> Tarefa do exercício 1
No texto sobre o trio improvável, durante quantos anos Maria Berta foi professora?

> Texto da página
Um Trio Improvável

Foi num fim de tarde chuvoso, próprio de Abril, que nos encontrámos na sala da lareira, no Centro Comunitário. A avó, Maria Berta (MB), tem 74 anos de força e generosidade, 15 deles dedicados ao voluntariado no CCPC. A neta, Maria (M), tem 15 anos de espontaneidade e doçura, e já muitas histórias para contar no que diz respeito à ética e à descoberta dos valores humanos. Ambas partilham uma admirável determinação para fazer a diferença.

Foi assim que avó e neta se juntaram para abraçar uma nova experiência e juntar a esse abraço a Marah e a Marlem. No fim de contas, são laços como estes que transformam a comunidade. Apresentamos a história do “trio improvável” do CCPC.

– Como é que tudo começou?

MB: Eu fui professora durante 34 anos, conheço o CCPC desde que existe, e comecei a fazer voluntariado cá desde que me reformei. Há dois anos o Centro acolheu uma família Síria e perguntaram se eu podia ajudar. Era preciso apoio para tratar de assuntos administrativos, compras, etc. E também apoiar os filhos com o idioma e com a integração. Nesse campo, sobretudo a filha mais velha, que vinha com fortes dificuldades, depois de passar os últimos anos entre a Turquia, Grécia e Portugal… tendo deixado todas as referências e amizades na Síria.

– É nesse contexto que confia a sua neta ao CCPC…

MB: Sim, as principais dificuldades da Marah eram a Matemática, e eu de Matemática não percebia nada. E foi então que decidi convidar a neta, que é mais ou menos da mesma idade, e que tinha as tardes de sextas-feira livres, para vir comigo!

– O que é que distingue esta menina de 15 anos das outras meninas de 15 anos?

> Tarefa do exercício 2
Reescreva sob a forma de lista numerada as linhas da listagem, desde a linha que contém "Would you mind placing a dot on the stone paving" até ao fim da listagem, ambas incluídas. Omita as linhas em branco.

Entradas de anotação de coordenadas:
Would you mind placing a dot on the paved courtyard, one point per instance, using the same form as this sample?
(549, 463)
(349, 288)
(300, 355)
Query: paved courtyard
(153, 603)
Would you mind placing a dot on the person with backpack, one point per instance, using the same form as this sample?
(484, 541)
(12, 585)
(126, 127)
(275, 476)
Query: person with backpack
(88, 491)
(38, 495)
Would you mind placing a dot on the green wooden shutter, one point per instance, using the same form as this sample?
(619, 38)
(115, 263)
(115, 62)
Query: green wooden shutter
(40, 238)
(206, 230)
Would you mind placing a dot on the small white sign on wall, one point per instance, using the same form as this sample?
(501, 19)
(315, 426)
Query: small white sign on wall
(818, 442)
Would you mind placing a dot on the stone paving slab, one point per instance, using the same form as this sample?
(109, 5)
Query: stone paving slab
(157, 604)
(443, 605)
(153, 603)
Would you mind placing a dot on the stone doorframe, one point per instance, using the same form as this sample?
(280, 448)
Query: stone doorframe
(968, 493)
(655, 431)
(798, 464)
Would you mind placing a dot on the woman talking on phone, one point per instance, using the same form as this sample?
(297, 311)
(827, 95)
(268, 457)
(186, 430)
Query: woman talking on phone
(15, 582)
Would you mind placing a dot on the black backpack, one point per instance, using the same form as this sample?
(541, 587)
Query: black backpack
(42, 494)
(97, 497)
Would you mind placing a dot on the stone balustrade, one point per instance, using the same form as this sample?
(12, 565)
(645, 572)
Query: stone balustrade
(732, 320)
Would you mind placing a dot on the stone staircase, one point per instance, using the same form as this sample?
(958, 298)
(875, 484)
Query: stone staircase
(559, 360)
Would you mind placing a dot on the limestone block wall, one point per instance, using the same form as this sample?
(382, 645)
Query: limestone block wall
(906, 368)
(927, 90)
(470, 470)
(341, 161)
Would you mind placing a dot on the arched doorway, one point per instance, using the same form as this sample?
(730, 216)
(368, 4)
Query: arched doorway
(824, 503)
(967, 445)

> Solução do exercício 1
Durante 34 anos.

> Solução do exercício 2
1. Would you mind placing a dot on the stone paving slab, one point per instance, using the same form as this sample?
2. (109, 5)
3. Query: stone paving slab
4. (157, 604)
5. (443, 605)
6. (153, 603)
7. Would you mind placing a dot on the stone doorframe, one point per instance, using the same form as this sample?
8. (280, 448)
9. Query: stone doorframe
10. (968, 493)
11. (655, 431)
12. (798, 464)
13. Would you mind placing a dot on the woman talking on phone, one point per instance, using the same form as this sample?
14. (297, 311)
15. (827, 95)
16. (268, 457)
17. (186, 430)
18. Query: woman talking on phone
19. (15, 582)
20. Would you mind placing a dot on the black backpack, one point per instance, using the same form as this sample?
21. (541, 587)
22. Query: black backpack
23. (42, 494)
24. (97, 497)
25. Would you mind placing a dot on the stone balustrade, one point per instance, using the same form as this sample?
26. (12, 565)
27. (645, 572)
28. Query: stone balustrade
29. (732, 320)
30. Would you mind placing a dot on the stone staircase, one point per instance, using the same form as this sample?
31. (958, 298)
32. (875, 484)
33. Query: stone staircase
34. (559, 360)
35. Would you mind placing a dot on the limestone block wall, one point per instance, using the same form as this sample?
36. (382, 645)
37. Query: limestone block wall
38. (906, 368)
39. (927, 90)
40. (470, 470)
41. (341, 161)
42. Would you mind placing a dot on the arched doorway, one point per instance, using the same form as this sample?
43. (730, 216)
44. (368, 4)
45. Query: arched doorway
46. (824, 503)
47. (967, 445)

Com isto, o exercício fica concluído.